- _What this task involves_
Can you copy out everything from the line containing "the building window" down to the line containing "[[108, 51], [35, 86]]", renaming "evaluation set" to "benchmark" and changing nothing else?

- _Stored rows_
* * * * * * *

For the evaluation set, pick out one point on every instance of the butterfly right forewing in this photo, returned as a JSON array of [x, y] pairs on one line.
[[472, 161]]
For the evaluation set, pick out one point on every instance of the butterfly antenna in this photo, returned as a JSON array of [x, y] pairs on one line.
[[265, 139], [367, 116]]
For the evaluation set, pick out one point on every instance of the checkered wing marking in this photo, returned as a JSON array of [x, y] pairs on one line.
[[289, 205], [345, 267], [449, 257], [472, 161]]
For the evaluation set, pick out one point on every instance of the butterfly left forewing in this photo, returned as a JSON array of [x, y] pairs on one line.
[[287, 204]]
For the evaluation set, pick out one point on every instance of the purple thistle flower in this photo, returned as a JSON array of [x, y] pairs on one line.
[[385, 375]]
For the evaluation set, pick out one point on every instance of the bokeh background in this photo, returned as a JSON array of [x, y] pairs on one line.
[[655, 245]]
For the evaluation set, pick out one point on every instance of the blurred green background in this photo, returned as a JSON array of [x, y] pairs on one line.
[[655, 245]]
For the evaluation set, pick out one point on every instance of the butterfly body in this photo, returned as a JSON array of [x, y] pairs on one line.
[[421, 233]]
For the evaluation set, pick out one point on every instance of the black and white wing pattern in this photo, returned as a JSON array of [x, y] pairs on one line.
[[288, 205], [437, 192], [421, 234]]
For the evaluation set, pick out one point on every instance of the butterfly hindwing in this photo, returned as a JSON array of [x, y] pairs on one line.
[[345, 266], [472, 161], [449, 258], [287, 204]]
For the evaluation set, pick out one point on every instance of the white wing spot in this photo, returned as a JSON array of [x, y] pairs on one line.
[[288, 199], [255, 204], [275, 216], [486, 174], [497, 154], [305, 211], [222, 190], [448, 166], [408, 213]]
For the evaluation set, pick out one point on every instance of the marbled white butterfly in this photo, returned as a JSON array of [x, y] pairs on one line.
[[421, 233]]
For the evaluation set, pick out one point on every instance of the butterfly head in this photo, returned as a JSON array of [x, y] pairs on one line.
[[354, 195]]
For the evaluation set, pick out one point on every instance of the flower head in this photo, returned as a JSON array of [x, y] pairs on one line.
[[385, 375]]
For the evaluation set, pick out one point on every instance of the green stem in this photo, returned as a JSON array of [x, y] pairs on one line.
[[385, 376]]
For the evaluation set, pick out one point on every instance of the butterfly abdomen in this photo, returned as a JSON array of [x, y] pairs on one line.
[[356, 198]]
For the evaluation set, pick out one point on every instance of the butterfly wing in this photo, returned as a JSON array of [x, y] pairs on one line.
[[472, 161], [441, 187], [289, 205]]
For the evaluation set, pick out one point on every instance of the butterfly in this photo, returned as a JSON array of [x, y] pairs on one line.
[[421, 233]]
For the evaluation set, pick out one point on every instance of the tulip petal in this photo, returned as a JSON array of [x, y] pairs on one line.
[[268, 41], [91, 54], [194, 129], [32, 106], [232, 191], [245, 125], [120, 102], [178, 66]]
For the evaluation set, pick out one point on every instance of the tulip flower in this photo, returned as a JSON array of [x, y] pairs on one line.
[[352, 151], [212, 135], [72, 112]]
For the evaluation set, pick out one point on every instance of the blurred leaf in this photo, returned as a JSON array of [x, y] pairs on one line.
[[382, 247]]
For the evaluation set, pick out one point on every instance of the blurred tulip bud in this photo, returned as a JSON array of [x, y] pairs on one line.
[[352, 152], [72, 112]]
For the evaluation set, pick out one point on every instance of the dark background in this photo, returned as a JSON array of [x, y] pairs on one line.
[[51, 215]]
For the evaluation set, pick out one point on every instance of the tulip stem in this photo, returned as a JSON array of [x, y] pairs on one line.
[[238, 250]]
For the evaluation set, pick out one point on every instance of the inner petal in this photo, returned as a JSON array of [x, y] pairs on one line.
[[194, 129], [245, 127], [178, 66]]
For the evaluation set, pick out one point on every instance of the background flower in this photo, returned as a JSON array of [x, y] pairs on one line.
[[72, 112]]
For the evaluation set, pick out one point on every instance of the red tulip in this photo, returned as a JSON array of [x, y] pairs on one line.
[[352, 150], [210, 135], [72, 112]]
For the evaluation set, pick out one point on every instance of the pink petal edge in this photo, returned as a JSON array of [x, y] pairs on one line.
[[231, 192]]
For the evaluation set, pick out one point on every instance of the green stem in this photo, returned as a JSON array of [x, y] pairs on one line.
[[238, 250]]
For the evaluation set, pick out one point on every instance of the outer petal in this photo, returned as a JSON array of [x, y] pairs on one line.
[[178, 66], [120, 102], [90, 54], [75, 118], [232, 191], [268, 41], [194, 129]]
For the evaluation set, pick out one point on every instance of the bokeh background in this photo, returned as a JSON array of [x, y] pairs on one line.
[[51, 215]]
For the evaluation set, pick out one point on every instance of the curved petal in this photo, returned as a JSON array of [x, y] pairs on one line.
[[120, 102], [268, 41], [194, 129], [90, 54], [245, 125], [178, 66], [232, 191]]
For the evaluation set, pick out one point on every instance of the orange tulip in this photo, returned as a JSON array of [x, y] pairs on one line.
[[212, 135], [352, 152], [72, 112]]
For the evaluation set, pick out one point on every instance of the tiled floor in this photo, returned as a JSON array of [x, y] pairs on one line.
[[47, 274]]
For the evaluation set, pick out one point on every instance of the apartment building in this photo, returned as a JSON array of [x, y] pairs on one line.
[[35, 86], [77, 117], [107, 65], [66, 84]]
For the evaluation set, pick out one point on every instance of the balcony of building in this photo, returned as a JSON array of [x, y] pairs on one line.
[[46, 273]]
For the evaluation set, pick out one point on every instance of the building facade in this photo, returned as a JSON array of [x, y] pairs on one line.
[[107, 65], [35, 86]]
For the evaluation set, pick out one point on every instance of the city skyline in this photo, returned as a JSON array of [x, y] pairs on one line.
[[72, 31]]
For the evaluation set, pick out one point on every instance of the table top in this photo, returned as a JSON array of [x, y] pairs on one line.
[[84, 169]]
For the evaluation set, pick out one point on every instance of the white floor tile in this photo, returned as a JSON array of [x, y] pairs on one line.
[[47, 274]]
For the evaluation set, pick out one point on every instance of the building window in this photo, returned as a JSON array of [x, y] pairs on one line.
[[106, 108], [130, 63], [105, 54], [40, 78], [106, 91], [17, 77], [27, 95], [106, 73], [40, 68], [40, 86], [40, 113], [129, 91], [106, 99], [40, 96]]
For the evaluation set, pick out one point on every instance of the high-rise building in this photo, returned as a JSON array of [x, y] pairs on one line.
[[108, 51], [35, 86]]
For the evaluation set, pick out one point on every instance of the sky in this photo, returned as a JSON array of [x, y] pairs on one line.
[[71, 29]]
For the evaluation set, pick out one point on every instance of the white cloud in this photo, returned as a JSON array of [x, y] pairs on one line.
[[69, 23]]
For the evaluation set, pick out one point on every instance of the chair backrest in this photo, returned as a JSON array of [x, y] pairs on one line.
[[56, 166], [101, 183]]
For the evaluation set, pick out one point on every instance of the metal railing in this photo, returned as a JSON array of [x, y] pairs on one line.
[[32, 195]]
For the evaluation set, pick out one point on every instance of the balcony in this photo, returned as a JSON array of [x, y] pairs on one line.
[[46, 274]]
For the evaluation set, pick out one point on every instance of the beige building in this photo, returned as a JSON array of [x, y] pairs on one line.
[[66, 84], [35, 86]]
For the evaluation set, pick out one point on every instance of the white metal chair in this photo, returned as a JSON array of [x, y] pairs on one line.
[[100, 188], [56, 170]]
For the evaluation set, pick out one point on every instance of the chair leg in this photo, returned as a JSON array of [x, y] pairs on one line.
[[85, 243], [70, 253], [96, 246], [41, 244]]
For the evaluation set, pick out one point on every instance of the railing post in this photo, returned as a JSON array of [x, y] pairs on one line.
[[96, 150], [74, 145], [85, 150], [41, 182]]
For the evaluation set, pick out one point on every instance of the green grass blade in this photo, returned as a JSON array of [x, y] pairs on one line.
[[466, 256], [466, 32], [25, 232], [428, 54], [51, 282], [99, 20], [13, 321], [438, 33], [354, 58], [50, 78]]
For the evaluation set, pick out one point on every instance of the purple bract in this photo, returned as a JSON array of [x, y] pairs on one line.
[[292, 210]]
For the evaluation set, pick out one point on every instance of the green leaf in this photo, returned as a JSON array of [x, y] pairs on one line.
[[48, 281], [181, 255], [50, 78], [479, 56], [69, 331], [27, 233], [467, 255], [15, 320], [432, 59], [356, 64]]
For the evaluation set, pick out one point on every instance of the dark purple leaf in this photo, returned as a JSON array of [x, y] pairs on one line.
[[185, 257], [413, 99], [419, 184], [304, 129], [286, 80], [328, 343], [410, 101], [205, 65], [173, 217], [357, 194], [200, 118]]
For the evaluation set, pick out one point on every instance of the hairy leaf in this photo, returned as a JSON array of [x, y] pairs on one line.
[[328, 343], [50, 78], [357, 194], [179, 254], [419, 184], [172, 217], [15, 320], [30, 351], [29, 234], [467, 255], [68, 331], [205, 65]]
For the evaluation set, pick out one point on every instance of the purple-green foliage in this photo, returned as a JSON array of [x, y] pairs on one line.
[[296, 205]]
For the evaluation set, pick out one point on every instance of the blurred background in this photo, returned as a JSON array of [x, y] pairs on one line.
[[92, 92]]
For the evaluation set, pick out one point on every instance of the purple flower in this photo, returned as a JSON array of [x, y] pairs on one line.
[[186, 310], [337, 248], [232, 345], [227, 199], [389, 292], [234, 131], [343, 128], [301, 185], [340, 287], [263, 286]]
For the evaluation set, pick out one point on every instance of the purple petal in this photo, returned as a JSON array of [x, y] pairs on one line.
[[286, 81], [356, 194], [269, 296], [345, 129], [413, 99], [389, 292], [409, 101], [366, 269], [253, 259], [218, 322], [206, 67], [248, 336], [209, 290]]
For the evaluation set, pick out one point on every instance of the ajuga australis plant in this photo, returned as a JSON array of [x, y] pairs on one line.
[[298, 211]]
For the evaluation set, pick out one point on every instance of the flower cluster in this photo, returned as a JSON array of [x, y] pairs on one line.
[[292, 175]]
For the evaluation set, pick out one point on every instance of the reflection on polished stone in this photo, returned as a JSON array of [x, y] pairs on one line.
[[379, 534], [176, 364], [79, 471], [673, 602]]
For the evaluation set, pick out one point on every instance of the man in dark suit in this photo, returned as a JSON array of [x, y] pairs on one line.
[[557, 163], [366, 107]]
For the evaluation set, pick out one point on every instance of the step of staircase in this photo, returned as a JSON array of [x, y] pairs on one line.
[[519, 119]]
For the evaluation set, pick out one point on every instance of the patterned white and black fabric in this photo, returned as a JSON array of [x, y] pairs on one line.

* * * * * * *

- _The output_
For the benchmark, pick out one point on every instance of the building window in this photo, returned as a JSON array of [x, y] pairs on one line.
[[106, 108], [130, 63], [105, 54], [40, 78], [106, 91], [17, 77], [27, 95], [106, 73], [40, 68], [40, 86], [40, 113], [129, 91], [106, 99], [40, 96]]
For the benchmark, pick out one point on every instance of the high-rise building in this photo, returned as a JSON array of [x, y] pairs on one line.
[[108, 51], [35, 86]]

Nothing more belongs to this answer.